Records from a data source
*** Block opens ***

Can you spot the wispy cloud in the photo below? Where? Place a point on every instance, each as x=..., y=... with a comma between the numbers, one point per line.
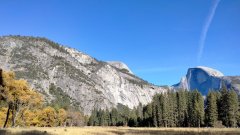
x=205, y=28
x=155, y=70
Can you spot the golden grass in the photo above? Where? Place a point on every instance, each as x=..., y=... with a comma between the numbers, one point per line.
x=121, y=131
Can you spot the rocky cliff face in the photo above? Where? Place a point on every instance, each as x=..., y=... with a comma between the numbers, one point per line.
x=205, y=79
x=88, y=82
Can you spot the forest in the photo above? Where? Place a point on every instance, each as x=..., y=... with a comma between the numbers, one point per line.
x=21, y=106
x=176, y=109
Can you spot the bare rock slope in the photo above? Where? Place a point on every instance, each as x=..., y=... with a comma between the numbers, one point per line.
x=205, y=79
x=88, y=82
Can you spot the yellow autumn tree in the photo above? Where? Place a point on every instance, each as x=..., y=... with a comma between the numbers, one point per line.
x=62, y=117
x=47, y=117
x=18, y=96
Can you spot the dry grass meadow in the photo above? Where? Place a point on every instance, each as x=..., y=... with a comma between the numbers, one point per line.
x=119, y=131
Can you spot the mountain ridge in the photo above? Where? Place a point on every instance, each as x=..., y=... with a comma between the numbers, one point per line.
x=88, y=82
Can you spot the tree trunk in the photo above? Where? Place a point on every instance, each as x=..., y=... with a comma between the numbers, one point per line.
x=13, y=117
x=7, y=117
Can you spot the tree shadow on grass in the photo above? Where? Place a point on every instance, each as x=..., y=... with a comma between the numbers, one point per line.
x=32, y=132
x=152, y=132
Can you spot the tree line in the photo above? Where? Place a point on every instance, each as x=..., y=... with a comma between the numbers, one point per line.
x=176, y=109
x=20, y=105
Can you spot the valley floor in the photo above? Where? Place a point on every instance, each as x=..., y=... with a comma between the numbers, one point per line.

*** Block closes ***

### Your objective
All of the data must be set down exactly, with no pictures included.

### Answer to this problem
Can you spot the wispy cloud in the photo below? Where? Place a point on every instance, each as x=..., y=... with a comma between the numbers, one point per line.
x=205, y=28
x=155, y=70
Can you spot the golden grass in the photo above? Where? Place a point on every instance, each as x=..., y=... with a comma between the numbers, one point per line.
x=121, y=131
Can you spot the rocky cliff face in the photo above? Where? Place a point on every instance, each as x=..., y=... with a comma between the numbers, one point per line.
x=205, y=79
x=88, y=82
Can you spot the forest in the photo above? Where? Place a point on every instance, each as x=..., y=... with a comma between the numbers, one point per line.
x=21, y=106
x=176, y=109
Can you spot the bare rock slope in the photo above? Where? Place a point on every instance, each as x=..., y=... with a comma between the numbers, one point per line.
x=205, y=79
x=88, y=82
Can you spot the yellow autumn tree in the photo above? Where? Place a point on every instance, each as x=..., y=... with a comma between the numbers, one point per line.
x=62, y=117
x=47, y=117
x=18, y=96
Can you spot the dry grass meadow in the photo above? Where? Place a point on every instance, each as x=..., y=... with a comma between the numbers, one point per line.
x=119, y=131
Can you spot the mountain ridge in the photo above? Where? Place a point on every instance, each as x=..., y=... with a comma between the numbers, one point per line.
x=88, y=82
Can you spot the tree trunk in the photo above? Where? Place a point on every instance, each as x=..., y=... with a comma between the numbers, one point per line.
x=13, y=117
x=7, y=117
Can you spot the tree shadow on grass in the photo above? Where? Place a point on every instance, each as x=..., y=... with a comma between the numbers, one point per line.
x=32, y=132
x=152, y=132
Can you spot the tree line in the photo above? Where? Place a point on every instance, each as x=..., y=... with a comma between the numbers, one point per line.
x=176, y=109
x=20, y=105
Can you spot the valley floor in the photo above? Where? Place a point on every instance, each as x=..., y=... with a comma between the numbers, one point per line.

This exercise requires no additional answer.